## begin DATA TO USE
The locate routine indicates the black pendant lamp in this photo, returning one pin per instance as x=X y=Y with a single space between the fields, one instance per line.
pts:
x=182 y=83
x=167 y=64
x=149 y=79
## end DATA TO USE
TO BE DONE: Rewrite all of the data above, swapping "black pendant lamp" for "dark hanging light" and keeping every other word and number the same.

WRITTEN RESPONSE:
The locate routine indicates the dark hanging light in this photo, returning one pin per instance as x=X y=Y with a single space between the fields, one instance per line.
pts:
x=182 y=83
x=167 y=64
x=149 y=79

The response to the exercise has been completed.